> **WORK TO DO**
Which of the lines below contain the word "blurred"? Copy out each of those lines.

Point annotation lines
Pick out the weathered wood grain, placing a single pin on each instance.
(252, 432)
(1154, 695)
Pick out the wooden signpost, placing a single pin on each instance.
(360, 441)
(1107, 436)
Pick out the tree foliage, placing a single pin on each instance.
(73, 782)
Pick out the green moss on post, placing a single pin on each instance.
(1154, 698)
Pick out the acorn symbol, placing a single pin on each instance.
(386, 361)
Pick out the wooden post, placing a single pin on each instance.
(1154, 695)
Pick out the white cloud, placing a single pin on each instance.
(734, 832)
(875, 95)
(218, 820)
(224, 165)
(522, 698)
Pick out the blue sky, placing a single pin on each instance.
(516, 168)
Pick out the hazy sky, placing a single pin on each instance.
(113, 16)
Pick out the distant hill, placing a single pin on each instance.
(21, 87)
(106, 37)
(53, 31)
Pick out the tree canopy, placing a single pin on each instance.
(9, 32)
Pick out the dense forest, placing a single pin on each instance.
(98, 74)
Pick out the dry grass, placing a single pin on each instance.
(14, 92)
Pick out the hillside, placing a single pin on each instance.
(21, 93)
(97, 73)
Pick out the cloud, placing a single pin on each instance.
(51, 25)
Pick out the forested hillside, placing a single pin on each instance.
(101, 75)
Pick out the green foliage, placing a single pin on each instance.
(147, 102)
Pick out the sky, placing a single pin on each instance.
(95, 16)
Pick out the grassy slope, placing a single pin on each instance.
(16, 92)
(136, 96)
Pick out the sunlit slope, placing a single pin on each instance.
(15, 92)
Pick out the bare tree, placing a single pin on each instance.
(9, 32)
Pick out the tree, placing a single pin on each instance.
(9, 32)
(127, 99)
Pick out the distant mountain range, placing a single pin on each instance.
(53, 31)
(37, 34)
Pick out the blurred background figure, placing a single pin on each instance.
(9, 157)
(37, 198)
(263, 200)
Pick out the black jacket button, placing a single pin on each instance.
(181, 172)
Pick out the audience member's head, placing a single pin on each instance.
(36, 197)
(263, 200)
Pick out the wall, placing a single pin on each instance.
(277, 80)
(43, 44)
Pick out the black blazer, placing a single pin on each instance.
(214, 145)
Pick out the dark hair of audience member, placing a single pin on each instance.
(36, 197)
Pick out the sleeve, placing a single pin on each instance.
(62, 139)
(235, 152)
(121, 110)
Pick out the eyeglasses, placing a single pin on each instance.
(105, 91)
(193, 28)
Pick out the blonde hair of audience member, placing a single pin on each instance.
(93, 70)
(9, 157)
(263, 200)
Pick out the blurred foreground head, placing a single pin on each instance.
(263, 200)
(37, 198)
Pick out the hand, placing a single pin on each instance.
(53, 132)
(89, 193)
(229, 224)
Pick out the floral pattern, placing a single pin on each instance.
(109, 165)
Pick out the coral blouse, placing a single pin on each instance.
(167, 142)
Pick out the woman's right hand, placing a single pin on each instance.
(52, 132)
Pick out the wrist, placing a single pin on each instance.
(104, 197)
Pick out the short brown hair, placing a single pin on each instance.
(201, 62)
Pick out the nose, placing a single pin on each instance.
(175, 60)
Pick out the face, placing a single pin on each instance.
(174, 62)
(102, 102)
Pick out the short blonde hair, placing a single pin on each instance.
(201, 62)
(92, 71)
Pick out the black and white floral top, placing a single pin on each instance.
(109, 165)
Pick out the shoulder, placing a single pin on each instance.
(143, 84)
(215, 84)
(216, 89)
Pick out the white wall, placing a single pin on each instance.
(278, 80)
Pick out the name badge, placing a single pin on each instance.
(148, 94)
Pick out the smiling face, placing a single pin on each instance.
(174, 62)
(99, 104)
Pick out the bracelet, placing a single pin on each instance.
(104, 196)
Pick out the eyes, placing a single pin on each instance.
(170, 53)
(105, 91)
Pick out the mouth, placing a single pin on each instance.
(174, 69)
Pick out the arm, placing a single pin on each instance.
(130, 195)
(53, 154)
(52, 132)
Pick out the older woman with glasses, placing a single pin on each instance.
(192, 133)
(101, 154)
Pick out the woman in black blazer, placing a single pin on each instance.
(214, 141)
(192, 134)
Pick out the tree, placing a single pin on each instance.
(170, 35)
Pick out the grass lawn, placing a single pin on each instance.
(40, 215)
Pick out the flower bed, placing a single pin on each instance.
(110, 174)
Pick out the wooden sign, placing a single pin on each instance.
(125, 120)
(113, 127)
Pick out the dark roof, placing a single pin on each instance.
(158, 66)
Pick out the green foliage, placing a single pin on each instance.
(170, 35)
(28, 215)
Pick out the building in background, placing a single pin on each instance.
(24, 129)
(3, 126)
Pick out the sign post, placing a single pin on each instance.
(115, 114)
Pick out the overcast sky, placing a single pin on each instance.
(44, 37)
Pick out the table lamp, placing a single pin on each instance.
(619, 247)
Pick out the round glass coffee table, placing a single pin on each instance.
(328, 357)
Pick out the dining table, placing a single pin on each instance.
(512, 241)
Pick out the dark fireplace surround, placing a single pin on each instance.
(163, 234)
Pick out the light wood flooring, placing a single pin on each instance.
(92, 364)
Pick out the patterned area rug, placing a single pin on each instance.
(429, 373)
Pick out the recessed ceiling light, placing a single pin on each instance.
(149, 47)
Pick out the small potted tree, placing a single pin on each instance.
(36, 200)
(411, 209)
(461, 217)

* * *

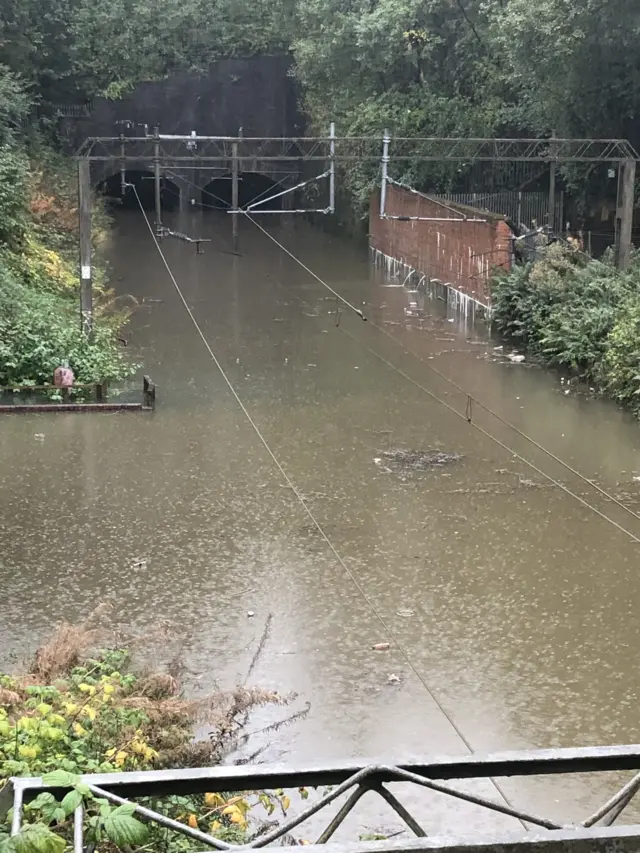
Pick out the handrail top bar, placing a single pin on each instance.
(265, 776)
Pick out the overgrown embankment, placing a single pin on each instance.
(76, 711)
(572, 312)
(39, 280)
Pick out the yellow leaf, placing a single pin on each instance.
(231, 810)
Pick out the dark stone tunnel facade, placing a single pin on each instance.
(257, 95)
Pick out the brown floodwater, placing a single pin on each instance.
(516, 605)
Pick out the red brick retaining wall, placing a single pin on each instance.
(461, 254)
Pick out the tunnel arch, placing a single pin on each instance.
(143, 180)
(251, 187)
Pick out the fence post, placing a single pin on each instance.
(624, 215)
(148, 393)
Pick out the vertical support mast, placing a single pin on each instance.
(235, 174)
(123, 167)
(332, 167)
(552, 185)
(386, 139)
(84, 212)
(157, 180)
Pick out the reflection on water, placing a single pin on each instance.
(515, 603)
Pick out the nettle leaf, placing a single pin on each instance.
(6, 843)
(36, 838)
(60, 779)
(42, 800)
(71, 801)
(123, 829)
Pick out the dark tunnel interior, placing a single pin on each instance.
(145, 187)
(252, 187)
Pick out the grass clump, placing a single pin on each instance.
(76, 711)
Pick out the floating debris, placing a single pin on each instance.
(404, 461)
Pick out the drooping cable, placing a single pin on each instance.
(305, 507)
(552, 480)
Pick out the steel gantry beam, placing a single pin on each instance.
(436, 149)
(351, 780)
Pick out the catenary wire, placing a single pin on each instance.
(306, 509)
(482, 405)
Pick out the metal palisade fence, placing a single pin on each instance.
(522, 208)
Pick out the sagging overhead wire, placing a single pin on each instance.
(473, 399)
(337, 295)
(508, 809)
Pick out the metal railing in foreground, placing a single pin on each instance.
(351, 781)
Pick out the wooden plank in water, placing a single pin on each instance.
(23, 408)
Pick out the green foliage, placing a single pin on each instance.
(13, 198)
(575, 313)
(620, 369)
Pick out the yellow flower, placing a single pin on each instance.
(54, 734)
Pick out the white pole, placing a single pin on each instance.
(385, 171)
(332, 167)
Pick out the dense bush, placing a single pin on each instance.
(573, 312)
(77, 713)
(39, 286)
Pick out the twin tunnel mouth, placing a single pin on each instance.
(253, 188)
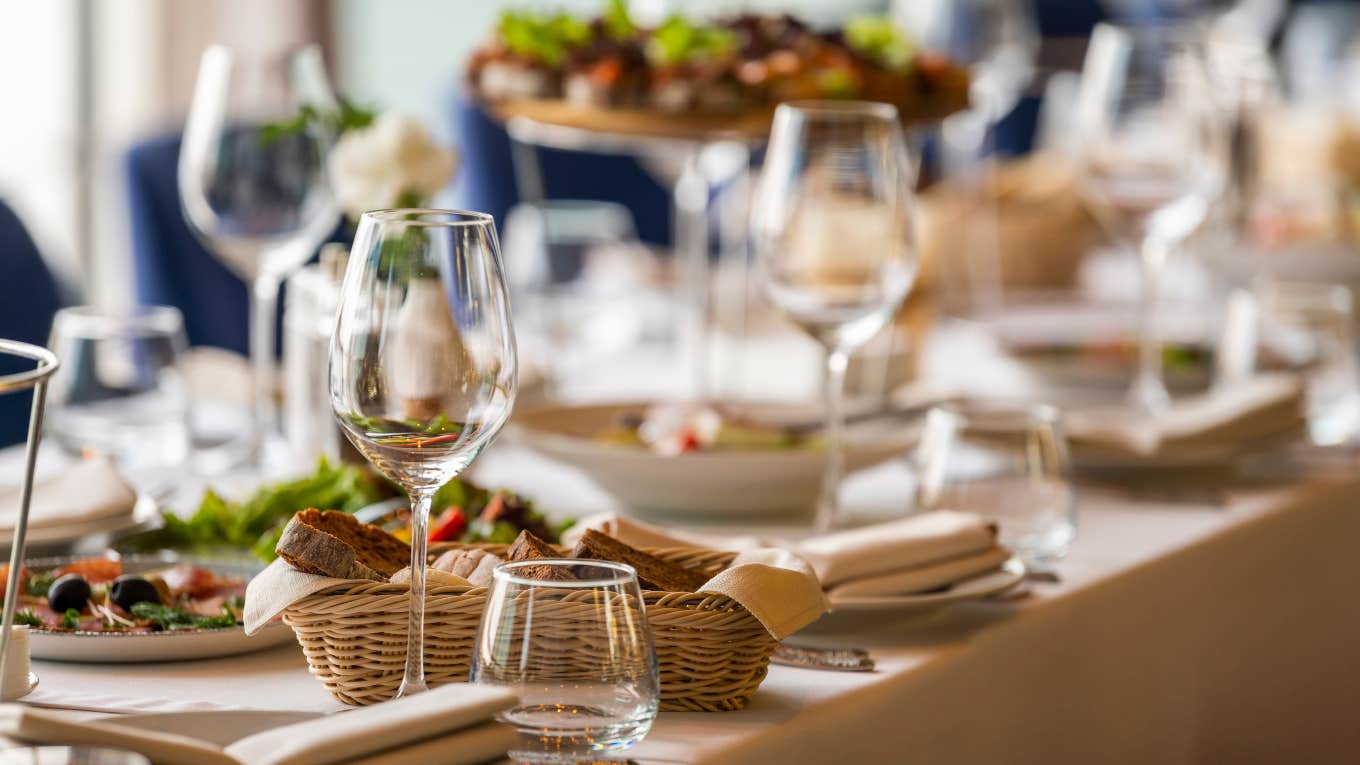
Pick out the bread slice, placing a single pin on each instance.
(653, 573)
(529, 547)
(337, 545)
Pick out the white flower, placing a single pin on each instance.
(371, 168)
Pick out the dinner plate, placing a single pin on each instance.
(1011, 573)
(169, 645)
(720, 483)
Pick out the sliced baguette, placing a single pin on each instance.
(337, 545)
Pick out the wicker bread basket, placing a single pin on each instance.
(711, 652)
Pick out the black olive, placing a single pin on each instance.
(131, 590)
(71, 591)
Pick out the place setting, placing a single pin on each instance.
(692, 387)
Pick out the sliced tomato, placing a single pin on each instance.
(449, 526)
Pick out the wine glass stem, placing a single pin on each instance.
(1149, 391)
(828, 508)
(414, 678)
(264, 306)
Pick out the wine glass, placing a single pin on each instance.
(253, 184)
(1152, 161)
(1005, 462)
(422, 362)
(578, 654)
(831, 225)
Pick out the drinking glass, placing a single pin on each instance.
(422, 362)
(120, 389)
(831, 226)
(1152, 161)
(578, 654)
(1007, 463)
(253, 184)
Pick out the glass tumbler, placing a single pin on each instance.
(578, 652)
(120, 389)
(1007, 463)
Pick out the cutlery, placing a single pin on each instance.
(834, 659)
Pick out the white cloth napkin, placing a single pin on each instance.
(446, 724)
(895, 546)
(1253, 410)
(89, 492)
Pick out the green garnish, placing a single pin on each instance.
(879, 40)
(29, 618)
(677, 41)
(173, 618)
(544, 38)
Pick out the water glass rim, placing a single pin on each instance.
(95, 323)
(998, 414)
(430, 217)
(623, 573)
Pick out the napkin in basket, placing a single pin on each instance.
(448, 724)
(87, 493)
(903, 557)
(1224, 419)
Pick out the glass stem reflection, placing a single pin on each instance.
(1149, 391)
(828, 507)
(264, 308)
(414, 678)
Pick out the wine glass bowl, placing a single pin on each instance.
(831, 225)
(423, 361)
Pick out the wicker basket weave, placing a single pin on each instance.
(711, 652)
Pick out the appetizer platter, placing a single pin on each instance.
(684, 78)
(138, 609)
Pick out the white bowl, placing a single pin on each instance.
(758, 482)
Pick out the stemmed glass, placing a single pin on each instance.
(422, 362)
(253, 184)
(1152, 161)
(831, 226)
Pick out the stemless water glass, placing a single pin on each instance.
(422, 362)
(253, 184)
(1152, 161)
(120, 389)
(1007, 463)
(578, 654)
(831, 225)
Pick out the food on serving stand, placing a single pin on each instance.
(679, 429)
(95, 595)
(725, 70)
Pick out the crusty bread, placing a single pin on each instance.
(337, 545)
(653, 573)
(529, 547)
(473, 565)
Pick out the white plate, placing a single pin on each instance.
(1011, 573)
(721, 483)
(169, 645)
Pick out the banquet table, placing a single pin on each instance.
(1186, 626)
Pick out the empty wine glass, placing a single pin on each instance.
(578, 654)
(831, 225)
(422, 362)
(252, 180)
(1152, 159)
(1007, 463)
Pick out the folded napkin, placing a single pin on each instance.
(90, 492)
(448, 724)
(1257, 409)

> **RESULT FOR THIS TASK**
Pick out the blurred background figure, placing a single pin on each instance.
Pick out the blurred foreground head, placing a single pin on each instance.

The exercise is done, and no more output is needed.